- **CONSIGNES**:
• 1. Relevez toutes les raisons pour lesquelles des individus peuvent s'engager, d'après le passage sur la participation des internautes.
• 2. Citez le passage sur la participation des internautes de « Les humains passent » à « télévision (Shirky, 2010). ».

- **PASSAGE EXTRAIT**:
Les humains passent de plus en plus de temps sur Internet. Avec le développement du web 2.0, ils sont désormais en capacité de contribuer activement au développement de contenus au lieu d’en être les consommateurs passifs. Si on considère, d’une part, que l’encyclopédie participative Wikipédia a bénéficié de près de 100 millions d’heures bénévoles en 2011 et, d’autre part, que les américains regardent la télévision 200 billions d’heures par an, ils pourraient donc créer 2000 projets comme Wikipédia chaque année plutôt que de regarder la télévision (Shirky, 2010).

De leur côté, les bibliothèques disposent de moins en moins de ressources pour effectuer le travail nécessaire à l’achèvement de leurs projets documentaires. Elles pourraient donc, au lieu de sous-traiter une partie de leurs tâches auprès de prestataires ayant recours à de la main d’œuvre dans des pays à bas coûts, externaliser auprès de la foule des internautes, les tâches qui ne peuvent être exécutées automatiquement par des programmes et des algorithmes. Cette foule d’internautes compte des spécialistes dans tous les domaines et des individus susceptibles de s’engager pour des raisons aussi diverses que le développement personnel, la distraction, le jeu, l’autopromotion ou l’altruisme. Ces individus pourraient répondre aux appels à participation des bibliothèques qui bénéficient d’une bonne image, et disposent d’une tradition de bénévolat au service de l’intérêt général. Ils pourraient ainsi apporter travail, compétences, connaissances, créativité mais aussi argent et contribuer au développement de projets de numérisation pour la sélection des documents à numériser, pour la numérisation elle-même, pour la correction de l’OCR, le catalogage, l’indexation et la valorisation éditoriale. Ils pourraient même remplir des objectifs qu’il aurait été impossible d’imaginer et d’atteindre auparavant.

- **LIGNES RÉPERTORIÉES**:
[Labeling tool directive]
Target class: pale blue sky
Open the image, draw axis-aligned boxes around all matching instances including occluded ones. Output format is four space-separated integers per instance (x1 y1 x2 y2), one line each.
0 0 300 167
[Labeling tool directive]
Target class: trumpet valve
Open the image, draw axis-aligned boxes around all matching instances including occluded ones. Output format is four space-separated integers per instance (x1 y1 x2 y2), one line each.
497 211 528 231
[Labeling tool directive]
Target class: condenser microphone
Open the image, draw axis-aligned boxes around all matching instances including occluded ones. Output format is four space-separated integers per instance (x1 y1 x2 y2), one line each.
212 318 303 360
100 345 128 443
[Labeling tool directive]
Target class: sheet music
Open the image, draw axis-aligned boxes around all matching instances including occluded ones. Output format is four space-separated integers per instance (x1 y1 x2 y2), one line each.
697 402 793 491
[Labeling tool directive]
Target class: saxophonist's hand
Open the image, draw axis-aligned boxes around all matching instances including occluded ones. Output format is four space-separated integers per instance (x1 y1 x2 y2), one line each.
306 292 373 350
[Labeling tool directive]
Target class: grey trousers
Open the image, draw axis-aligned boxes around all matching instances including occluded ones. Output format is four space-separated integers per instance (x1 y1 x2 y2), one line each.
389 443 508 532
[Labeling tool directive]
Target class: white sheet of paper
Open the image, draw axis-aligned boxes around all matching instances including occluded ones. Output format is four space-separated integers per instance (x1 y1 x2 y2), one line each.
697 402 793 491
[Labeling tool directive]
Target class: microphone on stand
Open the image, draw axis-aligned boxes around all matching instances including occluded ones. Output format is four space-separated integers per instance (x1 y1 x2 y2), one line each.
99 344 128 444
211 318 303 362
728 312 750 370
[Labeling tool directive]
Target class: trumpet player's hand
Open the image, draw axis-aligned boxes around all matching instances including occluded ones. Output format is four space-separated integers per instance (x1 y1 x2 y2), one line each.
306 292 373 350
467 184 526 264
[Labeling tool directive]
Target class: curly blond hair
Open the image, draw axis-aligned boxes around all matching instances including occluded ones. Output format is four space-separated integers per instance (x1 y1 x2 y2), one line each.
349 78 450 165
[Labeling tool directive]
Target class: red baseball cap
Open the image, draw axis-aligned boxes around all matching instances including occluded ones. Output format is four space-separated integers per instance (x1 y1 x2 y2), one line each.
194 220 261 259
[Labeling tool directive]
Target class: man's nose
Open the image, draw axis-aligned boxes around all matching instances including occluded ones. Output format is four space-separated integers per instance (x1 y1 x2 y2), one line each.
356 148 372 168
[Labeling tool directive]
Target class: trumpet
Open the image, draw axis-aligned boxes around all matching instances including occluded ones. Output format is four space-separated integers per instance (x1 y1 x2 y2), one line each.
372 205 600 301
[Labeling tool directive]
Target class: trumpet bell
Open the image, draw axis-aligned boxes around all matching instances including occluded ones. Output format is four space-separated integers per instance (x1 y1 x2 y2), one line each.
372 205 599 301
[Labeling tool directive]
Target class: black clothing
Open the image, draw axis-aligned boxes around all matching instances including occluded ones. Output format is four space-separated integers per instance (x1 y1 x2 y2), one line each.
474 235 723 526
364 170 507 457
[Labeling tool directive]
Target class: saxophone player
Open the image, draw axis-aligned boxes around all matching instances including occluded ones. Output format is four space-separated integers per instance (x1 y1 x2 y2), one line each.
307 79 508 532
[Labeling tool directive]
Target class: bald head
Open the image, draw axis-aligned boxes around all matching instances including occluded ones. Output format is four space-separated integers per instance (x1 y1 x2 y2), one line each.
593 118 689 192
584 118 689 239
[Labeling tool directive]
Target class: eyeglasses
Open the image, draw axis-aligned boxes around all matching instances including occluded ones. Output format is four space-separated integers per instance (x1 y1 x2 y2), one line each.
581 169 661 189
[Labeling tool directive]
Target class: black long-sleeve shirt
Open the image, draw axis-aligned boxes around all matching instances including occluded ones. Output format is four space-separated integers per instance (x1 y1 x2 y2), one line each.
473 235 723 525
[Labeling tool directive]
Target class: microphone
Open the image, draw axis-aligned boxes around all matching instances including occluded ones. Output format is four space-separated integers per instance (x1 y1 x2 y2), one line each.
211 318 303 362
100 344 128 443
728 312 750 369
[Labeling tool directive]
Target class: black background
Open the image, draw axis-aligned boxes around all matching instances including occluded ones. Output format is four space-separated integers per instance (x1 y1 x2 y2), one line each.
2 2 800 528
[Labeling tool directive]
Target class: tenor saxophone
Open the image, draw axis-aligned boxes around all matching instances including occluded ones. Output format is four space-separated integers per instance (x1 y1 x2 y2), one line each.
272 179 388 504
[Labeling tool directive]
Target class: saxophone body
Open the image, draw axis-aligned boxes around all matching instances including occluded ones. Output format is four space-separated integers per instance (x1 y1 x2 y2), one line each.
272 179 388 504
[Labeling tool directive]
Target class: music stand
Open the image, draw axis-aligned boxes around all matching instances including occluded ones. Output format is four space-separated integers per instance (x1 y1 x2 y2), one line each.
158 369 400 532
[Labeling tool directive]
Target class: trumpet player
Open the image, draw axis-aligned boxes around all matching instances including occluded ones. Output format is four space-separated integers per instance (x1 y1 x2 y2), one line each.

- **RÉPONSES PAR CONSIGNE**:
• 1.
- le développement personnel
- la distraction
- le jeu
- l'autopromotion
- l'altruisme

• 2.
Les humains passent de plus en plus de temps sur Internet. Avec le développement du web 2.0, ils sont désormais en capacité de contribuer activement au développement de contenus au lieu d’en être les consommateurs passifs. Si on considère, d’une part, que l’encyclopédie participative Wikipédia a bénéficié de près de 100 millions d’heures bénévoles en 2011 et, d’autre part, que les américains regardent la télévision 200 billions d’heures par an, ils pourraient donc créer 2000 projets comme Wikipédia chaque année plutôt que de regarder la télévision (Shirky, 2010).